Supplied text =>
City Council President Gary McCarthy acknowledged Tuesday the uphill battle in even suggesting such an endeavor, but said it would be a good way to get discussion going about the financial burdens municipalities face as costs skyrocket and large nonprofits, like hospitals and colleges, pay no property taxes.
McCarthy noted at the council's committee meeting Tuesday night that Ellis Medicine did contribute $40,000 in October as the city faced a large budget deficit, but "Union College has been more or less dragged to the plate," to get the private institution to pay a fee in lieu of taxes, he said. The college announced last week it is giving $40,000 based on what Ellis already gave. The combined $80,000 will keep two city pools open.
"There are multi-million dollar enterprises in this city that are far bigger than some for-profit corporations," he said.
City Council members directed the law office to draft a letter to be sent to all cities and some large villages asking if there would be support to lobby state lawmakers to draft legislation that would require a property tax on nonprofits. Council members said any measure would likely mean nonprofits would only pay a portion of what residential and commercial property owners pay.

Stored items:
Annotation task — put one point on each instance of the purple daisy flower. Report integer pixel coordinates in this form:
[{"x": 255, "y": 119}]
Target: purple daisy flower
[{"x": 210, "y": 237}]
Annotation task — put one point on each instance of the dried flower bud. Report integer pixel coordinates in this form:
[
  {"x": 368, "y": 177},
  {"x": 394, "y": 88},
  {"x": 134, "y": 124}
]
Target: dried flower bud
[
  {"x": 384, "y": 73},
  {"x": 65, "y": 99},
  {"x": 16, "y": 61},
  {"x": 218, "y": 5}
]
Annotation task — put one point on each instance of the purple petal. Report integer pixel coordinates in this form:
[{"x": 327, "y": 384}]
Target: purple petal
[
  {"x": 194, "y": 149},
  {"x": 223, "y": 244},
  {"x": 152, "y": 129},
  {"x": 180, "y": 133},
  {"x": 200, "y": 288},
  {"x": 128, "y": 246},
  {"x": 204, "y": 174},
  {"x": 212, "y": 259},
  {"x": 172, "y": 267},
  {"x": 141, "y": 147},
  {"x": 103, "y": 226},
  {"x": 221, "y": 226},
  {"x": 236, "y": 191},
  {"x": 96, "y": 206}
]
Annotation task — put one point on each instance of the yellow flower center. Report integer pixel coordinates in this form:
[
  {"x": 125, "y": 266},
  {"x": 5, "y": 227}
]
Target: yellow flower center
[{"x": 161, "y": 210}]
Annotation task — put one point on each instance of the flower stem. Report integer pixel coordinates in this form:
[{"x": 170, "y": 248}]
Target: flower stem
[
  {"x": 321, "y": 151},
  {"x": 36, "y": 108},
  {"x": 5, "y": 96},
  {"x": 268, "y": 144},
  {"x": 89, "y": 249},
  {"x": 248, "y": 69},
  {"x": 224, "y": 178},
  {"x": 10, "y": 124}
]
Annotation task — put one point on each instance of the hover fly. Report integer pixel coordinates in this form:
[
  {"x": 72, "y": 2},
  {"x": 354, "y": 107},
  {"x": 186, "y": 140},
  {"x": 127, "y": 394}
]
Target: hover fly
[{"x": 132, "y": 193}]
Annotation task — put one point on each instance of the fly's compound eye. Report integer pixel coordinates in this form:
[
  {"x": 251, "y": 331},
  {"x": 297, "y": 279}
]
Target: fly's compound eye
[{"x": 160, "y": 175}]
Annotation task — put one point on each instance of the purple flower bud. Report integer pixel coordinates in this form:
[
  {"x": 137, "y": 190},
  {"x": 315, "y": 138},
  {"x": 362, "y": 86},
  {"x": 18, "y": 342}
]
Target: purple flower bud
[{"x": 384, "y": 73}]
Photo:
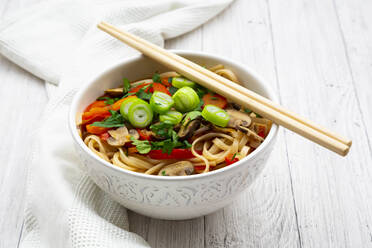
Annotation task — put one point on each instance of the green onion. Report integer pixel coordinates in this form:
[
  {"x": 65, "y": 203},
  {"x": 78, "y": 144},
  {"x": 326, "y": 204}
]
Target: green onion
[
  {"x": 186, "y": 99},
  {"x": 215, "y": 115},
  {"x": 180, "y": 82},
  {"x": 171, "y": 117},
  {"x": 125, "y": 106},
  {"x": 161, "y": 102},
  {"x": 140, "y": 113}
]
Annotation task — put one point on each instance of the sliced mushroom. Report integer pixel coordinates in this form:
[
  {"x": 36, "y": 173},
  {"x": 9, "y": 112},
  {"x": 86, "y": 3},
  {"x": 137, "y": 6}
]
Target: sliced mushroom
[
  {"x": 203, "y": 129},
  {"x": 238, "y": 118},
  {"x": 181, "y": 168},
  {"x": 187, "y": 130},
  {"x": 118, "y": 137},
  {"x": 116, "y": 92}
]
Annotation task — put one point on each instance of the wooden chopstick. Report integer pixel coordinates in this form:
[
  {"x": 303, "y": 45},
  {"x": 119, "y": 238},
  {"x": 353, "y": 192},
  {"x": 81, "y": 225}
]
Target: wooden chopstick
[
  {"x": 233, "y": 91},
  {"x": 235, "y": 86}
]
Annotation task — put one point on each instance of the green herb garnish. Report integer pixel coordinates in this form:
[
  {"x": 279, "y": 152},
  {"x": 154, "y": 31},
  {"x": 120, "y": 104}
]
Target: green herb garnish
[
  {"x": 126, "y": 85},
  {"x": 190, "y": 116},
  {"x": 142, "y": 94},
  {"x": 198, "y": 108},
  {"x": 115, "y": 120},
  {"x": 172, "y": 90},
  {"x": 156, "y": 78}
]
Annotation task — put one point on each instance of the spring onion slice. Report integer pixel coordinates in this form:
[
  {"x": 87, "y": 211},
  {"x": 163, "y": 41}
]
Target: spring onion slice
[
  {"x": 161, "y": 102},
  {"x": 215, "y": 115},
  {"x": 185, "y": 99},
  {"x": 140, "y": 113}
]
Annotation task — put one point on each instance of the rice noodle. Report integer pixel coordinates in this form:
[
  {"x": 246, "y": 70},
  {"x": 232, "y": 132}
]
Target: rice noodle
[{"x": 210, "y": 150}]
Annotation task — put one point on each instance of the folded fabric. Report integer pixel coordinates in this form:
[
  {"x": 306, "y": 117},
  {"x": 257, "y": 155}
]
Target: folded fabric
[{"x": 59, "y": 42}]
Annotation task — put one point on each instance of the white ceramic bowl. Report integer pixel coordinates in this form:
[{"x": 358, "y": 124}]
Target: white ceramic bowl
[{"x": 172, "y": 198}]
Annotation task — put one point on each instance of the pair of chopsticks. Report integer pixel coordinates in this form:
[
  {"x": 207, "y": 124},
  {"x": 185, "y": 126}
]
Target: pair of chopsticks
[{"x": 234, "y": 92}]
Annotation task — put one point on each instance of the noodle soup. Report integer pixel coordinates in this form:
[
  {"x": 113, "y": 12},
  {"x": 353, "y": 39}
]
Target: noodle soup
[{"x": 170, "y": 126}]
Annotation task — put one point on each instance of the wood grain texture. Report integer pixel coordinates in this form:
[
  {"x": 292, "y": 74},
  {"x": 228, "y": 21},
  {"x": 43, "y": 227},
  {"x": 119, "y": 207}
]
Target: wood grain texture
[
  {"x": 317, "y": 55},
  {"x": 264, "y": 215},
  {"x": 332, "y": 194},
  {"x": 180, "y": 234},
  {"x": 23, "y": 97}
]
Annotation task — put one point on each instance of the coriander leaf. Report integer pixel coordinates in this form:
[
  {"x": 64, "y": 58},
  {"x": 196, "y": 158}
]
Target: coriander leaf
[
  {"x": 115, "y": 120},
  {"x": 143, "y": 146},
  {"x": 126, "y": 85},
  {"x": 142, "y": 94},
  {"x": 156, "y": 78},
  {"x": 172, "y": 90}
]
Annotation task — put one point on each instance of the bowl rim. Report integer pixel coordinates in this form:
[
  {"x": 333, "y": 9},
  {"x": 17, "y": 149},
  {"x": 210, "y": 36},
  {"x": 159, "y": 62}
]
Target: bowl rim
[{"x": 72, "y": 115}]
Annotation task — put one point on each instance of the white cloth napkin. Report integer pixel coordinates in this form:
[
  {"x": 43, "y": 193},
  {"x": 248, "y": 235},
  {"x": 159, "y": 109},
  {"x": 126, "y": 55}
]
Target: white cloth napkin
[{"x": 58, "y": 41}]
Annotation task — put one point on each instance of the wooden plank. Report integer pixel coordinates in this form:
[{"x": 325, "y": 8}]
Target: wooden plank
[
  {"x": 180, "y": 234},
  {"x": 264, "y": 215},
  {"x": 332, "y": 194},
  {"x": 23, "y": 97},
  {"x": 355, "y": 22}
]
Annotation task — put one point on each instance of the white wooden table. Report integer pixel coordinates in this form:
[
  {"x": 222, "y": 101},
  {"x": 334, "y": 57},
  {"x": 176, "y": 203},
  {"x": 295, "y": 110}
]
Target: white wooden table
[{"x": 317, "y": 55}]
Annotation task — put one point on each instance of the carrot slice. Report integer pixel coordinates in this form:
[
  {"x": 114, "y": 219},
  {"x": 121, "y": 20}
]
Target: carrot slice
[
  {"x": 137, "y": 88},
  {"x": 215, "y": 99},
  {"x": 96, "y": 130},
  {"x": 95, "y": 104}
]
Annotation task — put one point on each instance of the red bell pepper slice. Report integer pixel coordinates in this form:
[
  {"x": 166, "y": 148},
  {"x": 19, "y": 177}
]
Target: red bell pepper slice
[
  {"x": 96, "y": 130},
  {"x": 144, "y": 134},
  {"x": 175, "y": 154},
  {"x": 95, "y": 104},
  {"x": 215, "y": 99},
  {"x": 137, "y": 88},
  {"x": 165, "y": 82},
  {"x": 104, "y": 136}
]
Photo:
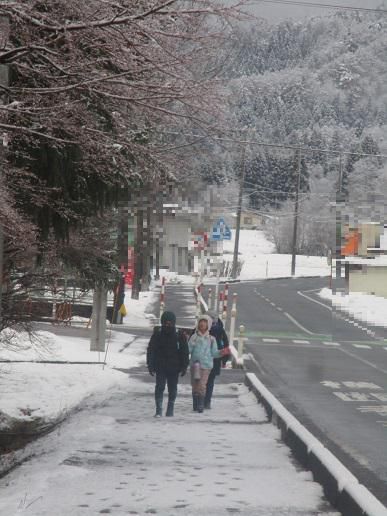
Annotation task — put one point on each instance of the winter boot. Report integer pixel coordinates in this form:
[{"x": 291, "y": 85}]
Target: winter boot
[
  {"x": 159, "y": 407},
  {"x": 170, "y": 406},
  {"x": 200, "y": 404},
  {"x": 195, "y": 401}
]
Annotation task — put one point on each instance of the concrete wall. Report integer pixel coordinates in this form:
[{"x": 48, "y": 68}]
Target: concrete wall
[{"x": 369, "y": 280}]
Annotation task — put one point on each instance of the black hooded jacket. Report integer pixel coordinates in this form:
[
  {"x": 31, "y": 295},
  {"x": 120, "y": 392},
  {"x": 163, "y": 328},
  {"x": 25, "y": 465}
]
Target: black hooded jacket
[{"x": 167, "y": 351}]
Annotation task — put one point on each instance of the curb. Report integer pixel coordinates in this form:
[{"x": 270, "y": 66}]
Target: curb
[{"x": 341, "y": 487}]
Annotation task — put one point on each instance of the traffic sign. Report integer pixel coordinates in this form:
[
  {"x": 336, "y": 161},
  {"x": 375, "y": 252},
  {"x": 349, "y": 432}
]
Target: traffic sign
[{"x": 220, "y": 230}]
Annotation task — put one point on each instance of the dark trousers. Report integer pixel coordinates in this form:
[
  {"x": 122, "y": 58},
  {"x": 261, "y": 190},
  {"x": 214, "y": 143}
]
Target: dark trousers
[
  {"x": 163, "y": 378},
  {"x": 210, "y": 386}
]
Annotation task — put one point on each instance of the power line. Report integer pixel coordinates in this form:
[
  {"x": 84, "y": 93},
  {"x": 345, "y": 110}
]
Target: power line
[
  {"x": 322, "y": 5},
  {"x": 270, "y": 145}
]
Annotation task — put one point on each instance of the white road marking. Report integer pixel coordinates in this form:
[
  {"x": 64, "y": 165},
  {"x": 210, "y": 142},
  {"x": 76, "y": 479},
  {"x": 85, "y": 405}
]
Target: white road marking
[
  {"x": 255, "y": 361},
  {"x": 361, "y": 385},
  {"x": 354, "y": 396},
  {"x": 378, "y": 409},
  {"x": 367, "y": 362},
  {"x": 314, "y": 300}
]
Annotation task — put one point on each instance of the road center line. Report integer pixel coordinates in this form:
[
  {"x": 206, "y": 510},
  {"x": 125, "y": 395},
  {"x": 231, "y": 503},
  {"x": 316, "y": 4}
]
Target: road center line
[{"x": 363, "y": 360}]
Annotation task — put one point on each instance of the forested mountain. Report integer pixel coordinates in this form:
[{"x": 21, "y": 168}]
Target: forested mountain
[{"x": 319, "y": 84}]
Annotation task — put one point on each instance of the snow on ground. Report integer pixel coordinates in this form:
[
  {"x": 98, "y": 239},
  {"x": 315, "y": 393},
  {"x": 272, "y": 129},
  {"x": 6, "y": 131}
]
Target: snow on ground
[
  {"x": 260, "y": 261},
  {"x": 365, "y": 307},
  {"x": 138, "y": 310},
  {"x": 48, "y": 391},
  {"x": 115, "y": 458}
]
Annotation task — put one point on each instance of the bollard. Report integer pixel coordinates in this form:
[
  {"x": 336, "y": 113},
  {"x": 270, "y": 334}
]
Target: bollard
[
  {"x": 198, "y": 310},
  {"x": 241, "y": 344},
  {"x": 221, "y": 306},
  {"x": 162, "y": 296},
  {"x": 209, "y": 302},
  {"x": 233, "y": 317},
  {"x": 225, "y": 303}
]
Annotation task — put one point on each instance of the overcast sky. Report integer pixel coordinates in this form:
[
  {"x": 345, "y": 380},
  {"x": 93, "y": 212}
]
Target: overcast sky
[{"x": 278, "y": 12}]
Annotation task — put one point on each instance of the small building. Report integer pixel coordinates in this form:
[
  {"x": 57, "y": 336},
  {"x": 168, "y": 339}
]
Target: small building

Required tasks =>
[1] From the article on taxing nonprofits, set down word for word the stretch from "McCarthy noted at" through "city pools open.".
[2] Decide whether each statement agrees with the article on taxing nonprofits. Answer yes or no and quote the words that settle it. (a) Ellis Medicine gave $40,000 in October. (b) The combined $80,000 will keep three city pools open. (c) Council members had the law office draft a letter.

Exercise answers =>
[1]
McCarthy noted at the council's committee meeting Tuesday night that Ellis Medicine did contribute $40,000 in October as the city faced a large budget deficit, but "Union College has been more or less dragged to the plate," to get the private institution to pay a fee in lieu of taxes, he said. The college announced last week it is giving $40,000 based on what Ellis already gave. The combined $80,000 will keep two city pools open.

[2]
(a) Yes: "Ellis Medicine did contribute $40,000 in October"
(b) No: "The combined $80,000 will keep two city pools open."
(c) Yes: "City Council members directed the law office to draft a letter"